HOW TO COMPLETE THIS TASK
Extract every line of the material below and reproduce it faithfully.

RECORDS FOR THIS EXERCISE
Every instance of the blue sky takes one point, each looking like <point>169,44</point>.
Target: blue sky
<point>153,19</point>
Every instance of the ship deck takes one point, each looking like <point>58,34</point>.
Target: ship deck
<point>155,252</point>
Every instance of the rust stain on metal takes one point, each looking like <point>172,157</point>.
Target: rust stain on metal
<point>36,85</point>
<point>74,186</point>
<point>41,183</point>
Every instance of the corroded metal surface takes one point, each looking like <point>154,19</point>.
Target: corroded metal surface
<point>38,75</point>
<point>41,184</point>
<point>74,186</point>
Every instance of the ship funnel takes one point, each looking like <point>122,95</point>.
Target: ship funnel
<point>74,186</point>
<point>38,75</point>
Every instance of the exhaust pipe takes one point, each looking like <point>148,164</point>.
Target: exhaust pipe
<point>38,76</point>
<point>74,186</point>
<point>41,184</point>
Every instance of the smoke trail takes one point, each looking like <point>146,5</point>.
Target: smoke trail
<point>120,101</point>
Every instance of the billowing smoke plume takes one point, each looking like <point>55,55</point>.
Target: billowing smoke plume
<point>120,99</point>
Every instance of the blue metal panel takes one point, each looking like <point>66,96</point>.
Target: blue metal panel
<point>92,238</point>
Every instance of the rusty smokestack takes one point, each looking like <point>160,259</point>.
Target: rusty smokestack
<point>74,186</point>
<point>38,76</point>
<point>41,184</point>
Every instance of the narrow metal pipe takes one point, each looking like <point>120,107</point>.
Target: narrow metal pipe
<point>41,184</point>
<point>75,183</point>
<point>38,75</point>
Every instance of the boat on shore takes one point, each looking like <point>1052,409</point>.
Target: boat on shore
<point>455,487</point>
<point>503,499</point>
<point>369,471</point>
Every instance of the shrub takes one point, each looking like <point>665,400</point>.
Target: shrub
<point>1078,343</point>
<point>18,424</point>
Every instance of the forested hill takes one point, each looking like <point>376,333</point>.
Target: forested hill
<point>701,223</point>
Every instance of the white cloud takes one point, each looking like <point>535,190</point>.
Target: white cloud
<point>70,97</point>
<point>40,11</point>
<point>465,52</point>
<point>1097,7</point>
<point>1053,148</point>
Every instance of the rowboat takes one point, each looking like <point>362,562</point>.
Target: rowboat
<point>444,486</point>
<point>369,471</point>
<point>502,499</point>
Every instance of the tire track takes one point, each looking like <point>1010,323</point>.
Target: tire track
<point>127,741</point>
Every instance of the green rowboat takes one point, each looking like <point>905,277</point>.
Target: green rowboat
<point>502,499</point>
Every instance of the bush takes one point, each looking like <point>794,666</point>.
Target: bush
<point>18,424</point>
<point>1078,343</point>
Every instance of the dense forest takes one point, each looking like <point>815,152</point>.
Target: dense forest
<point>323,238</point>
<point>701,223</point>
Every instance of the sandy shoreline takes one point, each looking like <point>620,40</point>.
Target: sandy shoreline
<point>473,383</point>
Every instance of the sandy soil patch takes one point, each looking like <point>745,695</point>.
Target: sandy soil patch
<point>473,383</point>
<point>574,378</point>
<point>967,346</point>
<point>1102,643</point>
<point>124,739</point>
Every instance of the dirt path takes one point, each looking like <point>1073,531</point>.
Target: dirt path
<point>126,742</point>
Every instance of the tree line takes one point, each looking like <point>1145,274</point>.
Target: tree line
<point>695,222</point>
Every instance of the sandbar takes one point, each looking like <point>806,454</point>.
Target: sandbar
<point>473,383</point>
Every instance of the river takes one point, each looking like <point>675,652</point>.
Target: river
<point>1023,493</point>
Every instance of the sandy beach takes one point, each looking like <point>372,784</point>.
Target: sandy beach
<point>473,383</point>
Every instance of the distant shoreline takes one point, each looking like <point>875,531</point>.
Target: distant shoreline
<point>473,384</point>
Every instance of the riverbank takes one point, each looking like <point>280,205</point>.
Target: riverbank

TASK ANSWER
Every instance of the blue sky takes one point, each looking like <point>169,44</point>.
Target: blue sky
<point>153,19</point>
Every instance of the ship deck takes one point, each looking like <point>58,34</point>.
Target: ship deck
<point>155,252</point>
Every instance of the rust stain on metal takes one point, each looking like <point>172,157</point>.
Target: rust stain on metal
<point>36,85</point>
<point>74,186</point>
<point>41,183</point>
Every instance of the corroded metal surface takes one point, each looking like <point>154,19</point>.
Target: corroded metal surface
<point>38,75</point>
<point>41,184</point>
<point>74,186</point>
Every instance of the ship funnel takes one point, each looking like <point>122,95</point>.
Target: ship funnel
<point>74,186</point>
<point>38,75</point>
Every instance of the exhaust pipe takes one point, each looking like <point>148,164</point>.
Target: exhaust pipe
<point>38,76</point>
<point>74,186</point>
<point>41,184</point>
Every instance of the smoke trail takes one point, each looking like <point>146,5</point>.
Target: smoke trail
<point>120,101</point>
Every instance of the billowing smoke plume takes one point, each looking like <point>55,55</point>.
Target: billowing smoke plume
<point>120,99</point>
Every instance of the blue metal panel takes one point, each looking like <point>66,96</point>.
Target: blue metal panel
<point>92,238</point>
Every instance of the rusty smokestack takes one point, each looking like <point>160,259</point>.
Target: rusty smokestack
<point>74,186</point>
<point>38,76</point>
<point>41,184</point>
Every instance of the narrow metal pipe takes one point, each looking like <point>120,107</point>.
Target: narrow metal pipe
<point>41,184</point>
<point>75,183</point>
<point>38,75</point>
Every instance of the boat on shore takes one point, each looking like <point>1052,409</point>.
Target: boat on shore
<point>455,487</point>
<point>503,499</point>
<point>369,471</point>
Every instance of the shrub takes one point, each looking like <point>665,400</point>.
Target: shrub
<point>1078,343</point>
<point>18,424</point>
Every instance of the forested hill takes one point, each looking like <point>376,333</point>.
Target: forested hill
<point>701,223</point>
Every instance of the white cloud takes one point, each looking like <point>535,190</point>.
Target: white cloud
<point>70,97</point>
<point>40,11</point>
<point>465,52</point>
<point>1097,7</point>
<point>1053,148</point>
Every instance of the rowboat takes one point, each looking like <point>362,562</point>.
Target: rowboat
<point>444,486</point>
<point>369,471</point>
<point>502,499</point>
Every instance of the tire track takes one point, each looking like <point>1010,323</point>.
Target: tire track
<point>127,741</point>
Every instance of the green rowboat takes one point, each looking like <point>905,277</point>.
Target: green rowboat
<point>502,499</point>
Every instance of the bush takes one point, each looking like <point>794,666</point>.
Target: bush
<point>18,424</point>
<point>1078,343</point>
Every instance of the dense forest takes one point, each looking like <point>815,152</point>.
Target: dense forest
<point>323,238</point>
<point>701,223</point>
Every instance of the sandy shoreline takes one point, each looking like <point>620,40</point>.
Target: sandy shoreline
<point>473,383</point>
Every instance of the sandy soil patch takes one point, each looking like <point>745,695</point>.
Target: sandy soil patch
<point>473,383</point>
<point>574,378</point>
<point>967,346</point>
<point>1102,643</point>
<point>124,739</point>
Every instance of the dirt path takes one point, each looking like <point>1073,531</point>.
Target: dirt path
<point>126,742</point>
Every instance of the tree line takes one point, each looking like <point>1145,274</point>.
Target: tree line
<point>695,222</point>
Every instance of the sandbar takes one point, each looking like <point>806,454</point>.
Target: sandbar
<point>473,383</point>
Every instance of the river takes one point, each looking like <point>675,652</point>.
Target: river
<point>1023,493</point>
Every instance of the sandy beach takes one point, each looking like <point>372,784</point>.
Target: sandy beach
<point>473,383</point>
Every instance of the distant shoreline takes one point, each looking like <point>875,531</point>.
Target: distant shoreline
<point>473,384</point>
Every instance of the riverbank takes one point, each looking like <point>280,205</point>.
Target: riverbank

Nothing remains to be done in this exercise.